◆ AUFGABENSTELLUNG ◆
Bitte gib den Absatz des Forenauszugs, der mit „Wo genau liegt denn das Problem?“ beginnt, als kurze Liste wieder und behalte dabei seine wesentlichen Angaben.

Leider scheint es nicht so einfach zu sein wie ich es mir vorgestellt habe.

Kennt sich jemand mit der Materie gut genug aus um mir dabei zu helfen?


----------



## Incredible Alk (23. Januar 2017)

Wo genau liegt denn das Problem? Das Feld mit der Prozentzahl füllst du mit der entsprechenden Formel (Summe aller "Einsen" durch Anzahl Felder) und formatierst die Zelle als "Prozent".
Wenn Leere Felder nicht berücksichtigt werden sollen kannst du das mit einer Wenn - Istleer - Abfrage realisieren (oder Summe Einsen durch Anzahl Felder mit Inhalt, so ne Funktion müsste es auch geben).


----------



## Scientist (23. Januar 2017)

Teile die Summe durch die Anzahl der nicht leeren Zellen (Funktion: "ANZAHL2(_Matrix_)").

◆ GEGEBENE DATEN ◆

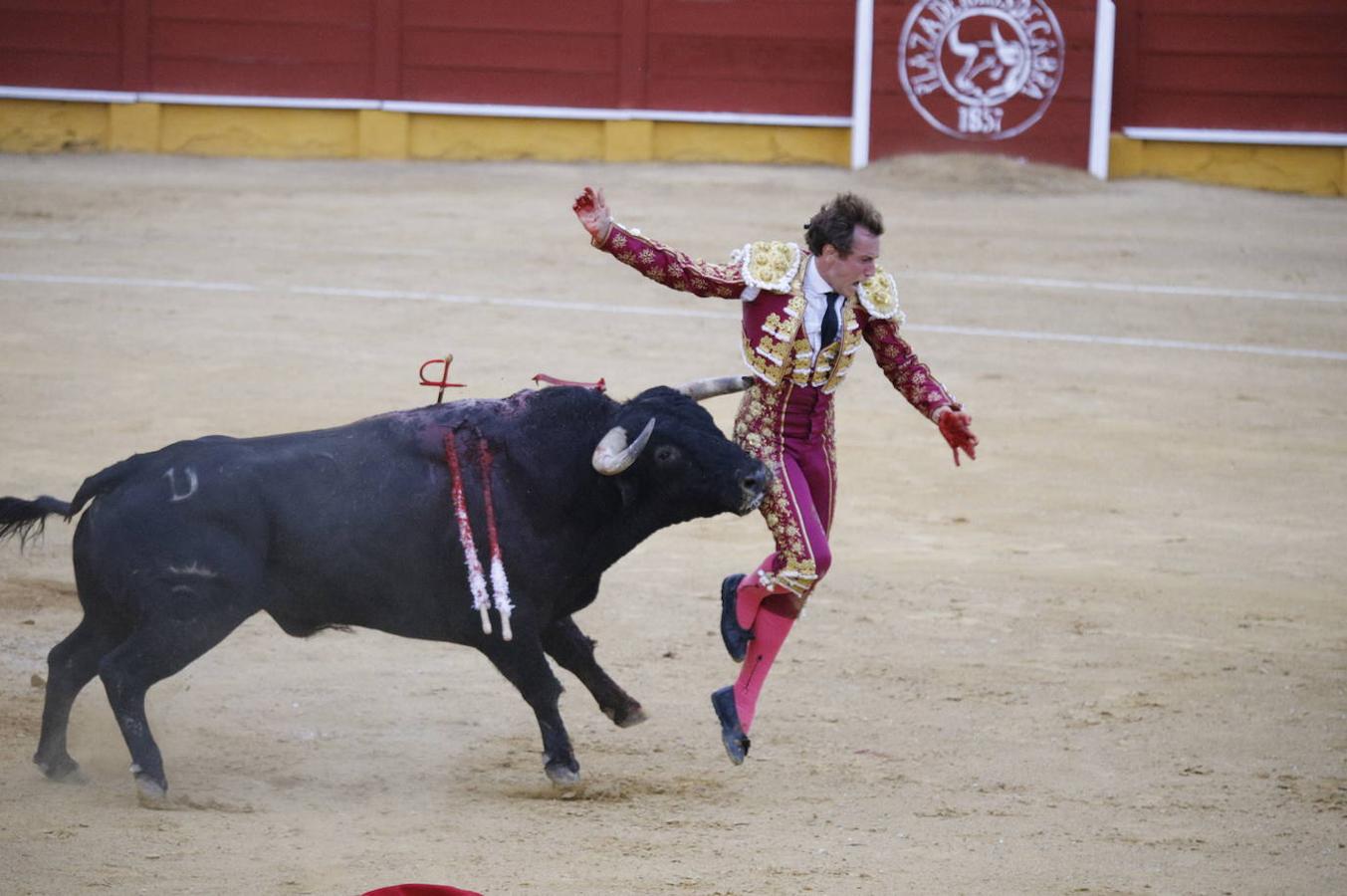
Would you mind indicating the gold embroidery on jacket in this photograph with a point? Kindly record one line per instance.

◆ ERWARTETE ANTWORT ◆
- Das Feld für die Prozentzahl erhält eine Formel: Summe aller „Einsen“ geteilt durch die Anzahl der Felder.
- Das Feld wird als „Prozent“ formatiert.
- Sollen leere Felder nicht zählen, hilft eine Wenn-Istleer-Abfrage oder die Summe der Einsen geteilt durch die Anzahl der Felder mit Inhalt.